REQUIRED WORK –
In the passage on memory priming, reproduce the portion between "it registered in" and "than for impossibles.", inclusive, swapping "drawings" for "sketches".

EXTRACT TO READ –

Schacter's team retrieves these recollections by a process known as "priming."
People who took the implicit test searched a word such as "tablet"
for "t" junctions. Later, researchers asked them to complete a
three-letter string such as "tab----." Thirty to 40 percent of
the time, they complete the word as "tablet," rather than "table,"
"tabby," or "taboo."
Although participants didn't explicitly learn the word "tablet,"
it registered in their brains unconsciously as they concentrated on finding
"t" junctions.
"Our data support the idea that priming occurs independently of the
hippocampal formation; instead it depends on other brain systems,"
Schacter explains. "Another conclusion is that the hippocampus is more
concerned with the actual recollection of the past than with the effort
involved in trying to remember events or people."
Possible vs. Impossible
In other experiments, conducted with colleagues at the University of Arizona,
Schacter scanned the brains of people looking at drawings of possible and
impossible three-dimensional objects. As you might guess, their memories
for possible objects, even ones not seen before the experiment, were richer
than for impossibles.
The hippocampal area lit up when a person remembered possible shapes they
had seen before. No such light-going-on-in-the-brain occurred for impossibles,
even those viewed previously. All the situations, however, registered in
the brain's frontal region, over the eyes.

INFORMATION PROVIDED –

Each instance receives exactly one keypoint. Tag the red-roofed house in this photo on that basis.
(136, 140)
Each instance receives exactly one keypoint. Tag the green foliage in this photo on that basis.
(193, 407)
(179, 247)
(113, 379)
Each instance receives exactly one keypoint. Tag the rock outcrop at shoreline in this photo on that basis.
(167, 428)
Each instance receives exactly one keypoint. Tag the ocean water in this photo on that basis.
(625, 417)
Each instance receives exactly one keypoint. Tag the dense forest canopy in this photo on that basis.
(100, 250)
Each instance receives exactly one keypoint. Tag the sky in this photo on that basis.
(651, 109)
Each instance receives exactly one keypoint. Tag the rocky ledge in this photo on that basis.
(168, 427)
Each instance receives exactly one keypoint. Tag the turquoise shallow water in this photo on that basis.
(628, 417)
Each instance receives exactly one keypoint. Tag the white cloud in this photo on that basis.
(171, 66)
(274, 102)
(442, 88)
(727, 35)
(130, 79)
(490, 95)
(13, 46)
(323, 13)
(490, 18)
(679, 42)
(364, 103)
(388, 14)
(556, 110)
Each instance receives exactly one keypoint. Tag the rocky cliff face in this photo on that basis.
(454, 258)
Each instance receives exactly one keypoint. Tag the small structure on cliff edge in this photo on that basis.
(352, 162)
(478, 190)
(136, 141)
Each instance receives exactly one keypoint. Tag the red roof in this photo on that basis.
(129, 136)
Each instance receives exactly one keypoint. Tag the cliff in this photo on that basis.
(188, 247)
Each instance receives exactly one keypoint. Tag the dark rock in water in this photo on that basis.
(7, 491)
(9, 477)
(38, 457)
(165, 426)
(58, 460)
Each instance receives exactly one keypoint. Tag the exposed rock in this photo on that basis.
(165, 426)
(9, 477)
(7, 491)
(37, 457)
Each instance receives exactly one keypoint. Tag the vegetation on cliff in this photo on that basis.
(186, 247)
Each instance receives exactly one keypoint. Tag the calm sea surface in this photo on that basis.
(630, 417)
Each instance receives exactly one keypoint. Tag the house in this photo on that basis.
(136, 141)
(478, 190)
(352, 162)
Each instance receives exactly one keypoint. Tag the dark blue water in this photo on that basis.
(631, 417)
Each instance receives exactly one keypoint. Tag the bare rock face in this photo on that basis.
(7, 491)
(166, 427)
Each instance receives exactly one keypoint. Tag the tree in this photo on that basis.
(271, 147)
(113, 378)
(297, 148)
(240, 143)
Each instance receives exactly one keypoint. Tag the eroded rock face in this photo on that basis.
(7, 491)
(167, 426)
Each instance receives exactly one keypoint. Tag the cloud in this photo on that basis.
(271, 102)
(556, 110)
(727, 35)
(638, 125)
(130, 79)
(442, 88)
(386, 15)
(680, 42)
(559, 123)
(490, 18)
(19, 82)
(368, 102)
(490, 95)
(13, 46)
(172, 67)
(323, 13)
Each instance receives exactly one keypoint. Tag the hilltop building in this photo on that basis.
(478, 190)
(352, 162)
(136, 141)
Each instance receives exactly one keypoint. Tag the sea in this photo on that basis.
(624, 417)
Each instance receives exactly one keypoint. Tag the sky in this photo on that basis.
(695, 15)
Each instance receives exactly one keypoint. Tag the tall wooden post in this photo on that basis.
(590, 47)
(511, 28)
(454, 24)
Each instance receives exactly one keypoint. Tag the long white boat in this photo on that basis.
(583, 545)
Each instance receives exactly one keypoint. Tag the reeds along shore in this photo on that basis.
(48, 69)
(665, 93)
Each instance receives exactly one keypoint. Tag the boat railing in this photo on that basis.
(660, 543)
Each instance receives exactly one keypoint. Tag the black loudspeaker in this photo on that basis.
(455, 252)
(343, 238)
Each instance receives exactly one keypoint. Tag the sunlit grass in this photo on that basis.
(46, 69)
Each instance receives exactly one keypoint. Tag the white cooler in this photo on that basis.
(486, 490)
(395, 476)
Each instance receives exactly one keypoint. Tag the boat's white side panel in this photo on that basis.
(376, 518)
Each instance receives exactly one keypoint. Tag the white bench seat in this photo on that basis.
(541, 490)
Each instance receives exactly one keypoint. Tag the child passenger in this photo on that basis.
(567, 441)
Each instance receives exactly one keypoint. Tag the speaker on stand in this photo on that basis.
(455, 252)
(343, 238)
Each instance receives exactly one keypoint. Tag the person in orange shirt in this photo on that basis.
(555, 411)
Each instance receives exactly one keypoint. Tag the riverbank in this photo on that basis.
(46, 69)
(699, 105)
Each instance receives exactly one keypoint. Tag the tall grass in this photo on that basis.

RESULT OF THIS TASK –
it registered in their brains unconsciously as they concentrated on finding
"t" junctions.
"Our data support the idea that priming occurs independently of the
hippocampal formation; instead it depends on other brain systems,"
Schacter explains. "Another conclusion is that the hippocampus is more
concerned with the actual recollection of the past than with the effort
involved in trying to remember events or people."
Possible vs. Impossible
In other experiments, conducted with colleagues at the University of Arizona,
Schacter scanned the brains of people looking at sketches of possible and
impossible three-dimensional objects. As you might guess, their memories
for possible objects, even ones not seen before the experiment, were richer
than for impossibles.